■ DOCUMENT PASSAGE:
3.2 Description of the diagnostic plots
Figure 2 shows an example of a nice print-run
QCHyb
- MA-plot of raw M values. No background
subtraction is performed. The colored lines represent the loess curves
for each print-tip group. The red dots highlight any spot with
corresponding weighted value less than 0. Users can create their
own weigthing scheme or function. Things to look for in a MA-plot are
saturation of spots and the trend of loess curves, which is an
indicator of the amount of normalization to be performed.
- Boxplot of raw M values by print-tip
group, without background subtraction.
- Spatial plot of rank of raw M values
(no background subtraction): Each spot is ranked according to its M
value. We use a blue to yellow color scale,where blue represents the
higher rank (1), and yellow represents the lower one. Missing spots are
represented as white squares.
- Spatial plot of A values. The color
indicates the strength of the signal intensity, i.e. the darker the
color, the stronger the signal. Missing spots are represented in white.
- Histogram of the signal-to-noise
log-ratio (SNR) for Cy5 and Cy3 channels. The mean and the variance of
the signal are printed on top of the histogram. In addition, overlay
density of SNR stratified by different control types (status) are
highlighted. Their color schemes are provided in Table 1. The SNR is a
good indicator for dye problems. The negative controls and empty
controls density lines should be closer, almost superimposed.
- Comparison of Mvalues of probes known
to be differentially expressed from the tested array to average Mvalues
obtained during previous hybridizations. This plot is aimed at
verifying the reproducibility of print-runs. The dotted lines are the
diagonal (no change) and the +2/-2 fold change lines. Each probe is
represented by a number, and described in the file MmDEGenes.xls. Most
of the spots should lie between the +2/-2 fold-change regions. If the
technique was perfect, you should see a straight line on the diagonal.
If any probe falls off this region (number 29 here), you can look up
its number in our probe list in MmDEgenes.xls and get more information
about it.
- Dot plot of controls A values, without
background subtraction. Controls with more than 3 replicates are
represented on the Y-axis, the color scheme is represented in Table 1.
Intensity of positive controls should be in the high-intensity region,
negative and empty controls should be in the lower intensity region.
Positive controls range and negative/empty controls range should be
separated. Replicate spots signal should be tight.
3.3 Example
Data for this example was provided by the
Functional
Genomics Core Facility in UCSF. We have tested slide number 137 from
print-run 9Mm. This print-run uses Operon Version 2 Mouse oligos.
Results are
represented figure 2.
>
library(arrayQuality)
> datadir <-
system.file("gprQCData", package="arrayQuality")
>
PRvQCHyb(fnames=”9Mm137.gpr”, path=datadir, prname="9Mm")
Figure 2:
Diagnostic plot for print-run Quality Control hybridization

■ YOUR INSTRUCTIONS:
Rewrite the section of the diagnostic plot description that opens with "- Dot plot of" and closes with "should be tight.", replacing "Y-axis" with "vertical axis".

■ STORED DATA:
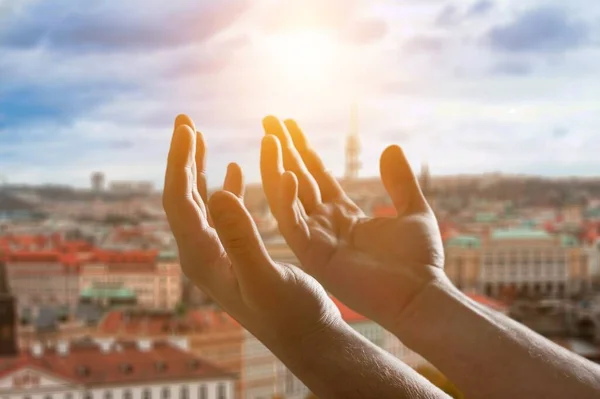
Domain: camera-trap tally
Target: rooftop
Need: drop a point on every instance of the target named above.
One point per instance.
(92, 364)
(97, 292)
(520, 233)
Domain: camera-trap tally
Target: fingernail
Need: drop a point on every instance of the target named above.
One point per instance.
(182, 144)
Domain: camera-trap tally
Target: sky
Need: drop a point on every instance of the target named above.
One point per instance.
(467, 86)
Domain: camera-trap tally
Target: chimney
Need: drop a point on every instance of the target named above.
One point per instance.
(144, 345)
(37, 349)
(62, 348)
(105, 344)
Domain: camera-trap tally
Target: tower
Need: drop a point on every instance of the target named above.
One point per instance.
(425, 180)
(353, 146)
(8, 338)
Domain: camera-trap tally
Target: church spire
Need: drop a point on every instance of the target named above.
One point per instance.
(353, 146)
(8, 326)
(4, 290)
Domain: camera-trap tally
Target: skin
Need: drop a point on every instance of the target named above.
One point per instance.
(375, 265)
(285, 308)
(391, 270)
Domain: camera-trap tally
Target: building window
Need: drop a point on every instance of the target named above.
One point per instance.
(221, 391)
(203, 392)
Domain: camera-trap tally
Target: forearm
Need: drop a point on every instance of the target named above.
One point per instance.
(489, 355)
(339, 363)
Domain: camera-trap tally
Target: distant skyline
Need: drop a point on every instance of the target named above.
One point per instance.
(469, 86)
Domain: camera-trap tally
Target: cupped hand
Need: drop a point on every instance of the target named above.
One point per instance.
(276, 302)
(375, 265)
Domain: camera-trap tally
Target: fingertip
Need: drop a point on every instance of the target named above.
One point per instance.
(183, 119)
(182, 144)
(270, 142)
(393, 157)
(222, 203)
(289, 188)
(290, 122)
(289, 179)
(269, 121)
(234, 180)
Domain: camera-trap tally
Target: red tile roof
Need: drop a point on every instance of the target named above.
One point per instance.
(86, 364)
(156, 324)
(349, 315)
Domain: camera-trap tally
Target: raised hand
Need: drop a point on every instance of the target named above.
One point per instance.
(278, 303)
(375, 265)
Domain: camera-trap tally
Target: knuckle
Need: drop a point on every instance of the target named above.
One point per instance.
(238, 243)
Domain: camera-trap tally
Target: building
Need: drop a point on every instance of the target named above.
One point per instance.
(112, 370)
(8, 321)
(211, 334)
(155, 281)
(131, 187)
(43, 270)
(98, 181)
(103, 369)
(518, 261)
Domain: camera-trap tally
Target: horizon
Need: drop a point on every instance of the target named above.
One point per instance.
(481, 85)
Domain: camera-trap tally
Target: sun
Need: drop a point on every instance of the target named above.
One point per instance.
(302, 57)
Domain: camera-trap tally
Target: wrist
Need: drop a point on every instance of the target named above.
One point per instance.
(298, 351)
(419, 322)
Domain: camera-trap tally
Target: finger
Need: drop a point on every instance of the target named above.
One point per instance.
(183, 119)
(201, 167)
(234, 180)
(292, 224)
(329, 187)
(308, 189)
(240, 238)
(400, 182)
(182, 211)
(271, 170)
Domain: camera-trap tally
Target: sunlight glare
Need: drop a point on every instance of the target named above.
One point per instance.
(303, 58)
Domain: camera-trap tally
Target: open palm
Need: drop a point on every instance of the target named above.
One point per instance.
(273, 300)
(375, 265)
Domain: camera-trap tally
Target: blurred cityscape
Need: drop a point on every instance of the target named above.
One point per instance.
(94, 304)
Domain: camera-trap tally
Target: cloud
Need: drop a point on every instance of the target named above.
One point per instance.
(424, 44)
(448, 16)
(117, 26)
(539, 30)
(346, 18)
(481, 7)
(366, 31)
(512, 68)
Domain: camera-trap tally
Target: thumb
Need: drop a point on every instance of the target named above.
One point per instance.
(400, 182)
(239, 236)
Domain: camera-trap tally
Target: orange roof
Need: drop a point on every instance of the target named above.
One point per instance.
(156, 324)
(86, 364)
(135, 256)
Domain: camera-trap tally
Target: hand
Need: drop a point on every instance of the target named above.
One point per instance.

■ ANSWER SPACE:
- Dot plot of controls A values, without
background subtraction. Controls with more than 3 replicates are
represented on the vertical axis, the color scheme is represented in Table 1.
Intensity of positive controls should be in the high-intensity region,
negative and empty controls should be in the lower intensity region.
Positive controls range and negative/empty controls range should be
separated. Replicate spots signal should be tight.